#### THE PROBLEM:
Put every line of the entries below into a JSON list of strings, one string per line, and leave out any blank lines.

#### RECORDS FOR THIS TASK:
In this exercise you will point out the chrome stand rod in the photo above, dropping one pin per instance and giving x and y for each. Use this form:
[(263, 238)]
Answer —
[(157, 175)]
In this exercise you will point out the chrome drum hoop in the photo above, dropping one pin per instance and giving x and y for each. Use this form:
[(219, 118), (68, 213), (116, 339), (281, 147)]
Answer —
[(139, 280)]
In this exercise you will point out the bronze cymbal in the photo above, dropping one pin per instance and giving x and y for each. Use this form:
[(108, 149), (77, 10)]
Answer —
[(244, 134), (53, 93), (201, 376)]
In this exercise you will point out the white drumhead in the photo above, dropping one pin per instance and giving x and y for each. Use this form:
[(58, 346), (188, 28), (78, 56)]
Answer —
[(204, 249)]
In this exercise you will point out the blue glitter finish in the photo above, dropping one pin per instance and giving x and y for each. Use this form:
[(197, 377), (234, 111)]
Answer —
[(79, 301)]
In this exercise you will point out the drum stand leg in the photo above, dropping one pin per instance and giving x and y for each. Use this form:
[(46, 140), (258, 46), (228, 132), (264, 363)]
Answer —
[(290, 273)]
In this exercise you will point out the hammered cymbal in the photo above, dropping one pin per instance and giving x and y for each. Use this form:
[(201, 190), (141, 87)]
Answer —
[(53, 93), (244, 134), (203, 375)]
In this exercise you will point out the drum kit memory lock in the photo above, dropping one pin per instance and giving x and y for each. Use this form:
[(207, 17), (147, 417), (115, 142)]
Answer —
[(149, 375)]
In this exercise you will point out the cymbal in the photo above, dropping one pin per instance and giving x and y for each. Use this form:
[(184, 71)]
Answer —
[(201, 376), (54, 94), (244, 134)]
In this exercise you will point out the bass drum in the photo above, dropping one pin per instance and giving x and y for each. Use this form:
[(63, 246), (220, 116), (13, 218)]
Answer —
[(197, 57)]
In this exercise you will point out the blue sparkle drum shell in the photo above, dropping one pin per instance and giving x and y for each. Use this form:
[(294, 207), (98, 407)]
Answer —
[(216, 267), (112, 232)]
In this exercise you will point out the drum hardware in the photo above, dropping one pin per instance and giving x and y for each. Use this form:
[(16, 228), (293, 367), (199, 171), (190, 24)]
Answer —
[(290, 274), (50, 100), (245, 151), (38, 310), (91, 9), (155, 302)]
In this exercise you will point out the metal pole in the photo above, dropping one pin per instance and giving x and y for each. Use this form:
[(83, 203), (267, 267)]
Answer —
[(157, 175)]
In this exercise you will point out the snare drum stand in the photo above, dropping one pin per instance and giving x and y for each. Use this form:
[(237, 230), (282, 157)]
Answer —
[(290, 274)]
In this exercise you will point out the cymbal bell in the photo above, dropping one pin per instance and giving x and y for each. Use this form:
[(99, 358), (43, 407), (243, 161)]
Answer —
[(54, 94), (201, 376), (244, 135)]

#### RESULT OF THIS EXERCISE:
[
  "In this exercise you will point out the chrome stand rod in the photo above, dropping one pin per instance and giving x and y for each. Use this form:",
  "[(263, 238)]",
  "Answer —",
  "[(157, 175)]",
  "In this exercise you will point out the chrome drum hoop in the photo above, dropping one pin per instance and giving x and y for each. Use this form:",
  "[(219, 118), (68, 213), (116, 339), (281, 147)]",
  "Answer —",
  "[(139, 280)]",
  "In this exercise you will point out the bronze cymbal in the photo above, dropping one pin per instance and giving x and y for each. Use this form:",
  "[(108, 149), (77, 10)]",
  "Answer —",
  "[(244, 134), (53, 93), (201, 376)]",
  "In this exercise you will point out the white drumhead in the photo above, dropping one pin per instance and giving x and y for each. Use this form:",
  "[(58, 346), (188, 28), (78, 56)]",
  "Answer —",
  "[(204, 249)]",
  "In this exercise you will point out the blue glitter finish in the photo above, dropping one pin per instance and giving x and y for each. Use this form:",
  "[(197, 377), (234, 111)]",
  "Answer —",
  "[(79, 301)]",
  "In this exercise you will point out the drum stand leg in the photo above, dropping one pin per instance and giving x and y for each. Use this form:",
  "[(46, 140), (258, 46), (228, 132), (264, 363)]",
  "Answer —",
  "[(290, 273)]",
  "In this exercise you will point out the hammered cymbal in the photo above, dropping one pin per instance and giving x and y for each. Use this form:",
  "[(201, 190), (141, 87)]",
  "Answer —",
  "[(53, 93), (244, 134), (203, 375)]",
  "In this exercise you will point out the drum kit memory lock in the photo above, dropping one pin per instance and giving x and y for each. Use this form:",
  "[(207, 17), (147, 417), (115, 142)]",
  "Answer —",
  "[(149, 375)]",
  "In this exercise you will point out the cymbal in the photo above, dropping one pin per instance and giving x and y for each. Use this form:",
  "[(184, 71)]",
  "Answer —",
  "[(201, 376), (54, 94), (244, 134)]",
  "In this exercise you will point out the bass drum in the photo above, dropping one pin per instance and giving x and y for each. Use this form:",
  "[(63, 246), (220, 116), (13, 218)]",
  "Answer —",
  "[(197, 57)]",
  "In this exercise you will point out the blue sparkle drum shell in the photo above, dropping one pin per instance and giving x and y for each. Use this form:",
  "[(294, 207), (98, 407)]",
  "Answer —",
  "[(216, 267), (112, 232)]",
  "In this exercise you will point out the drum hardware in the photo above, dropping one pin per instance and giving x and y for each. Use this form:",
  "[(16, 228), (293, 367), (199, 171), (190, 24)]",
  "Answer —",
  "[(290, 274), (50, 100), (245, 151), (38, 310), (91, 9), (155, 302)]",
  "In this exercise you will point out the metal pole in the photo above, dropping one pin per instance and giving x and y for each. Use this form:",
  "[(83, 203), (267, 267)]",
  "Answer —",
  "[(157, 175)]",
  "In this exercise you will point out the snare drum stand in the photo above, dropping one pin per instance and giving x and y for each. Use this form:",
  "[(237, 230), (282, 157)]",
  "Answer —",
  "[(290, 274)]",
  "In this exercise you will point out the cymbal bell in the photo above, dropping one pin per instance and giving x and y for each. Use this form:",
  "[(99, 358), (43, 407), (243, 161)]",
  "Answer —",
  "[(54, 94), (201, 376), (244, 135)]"
]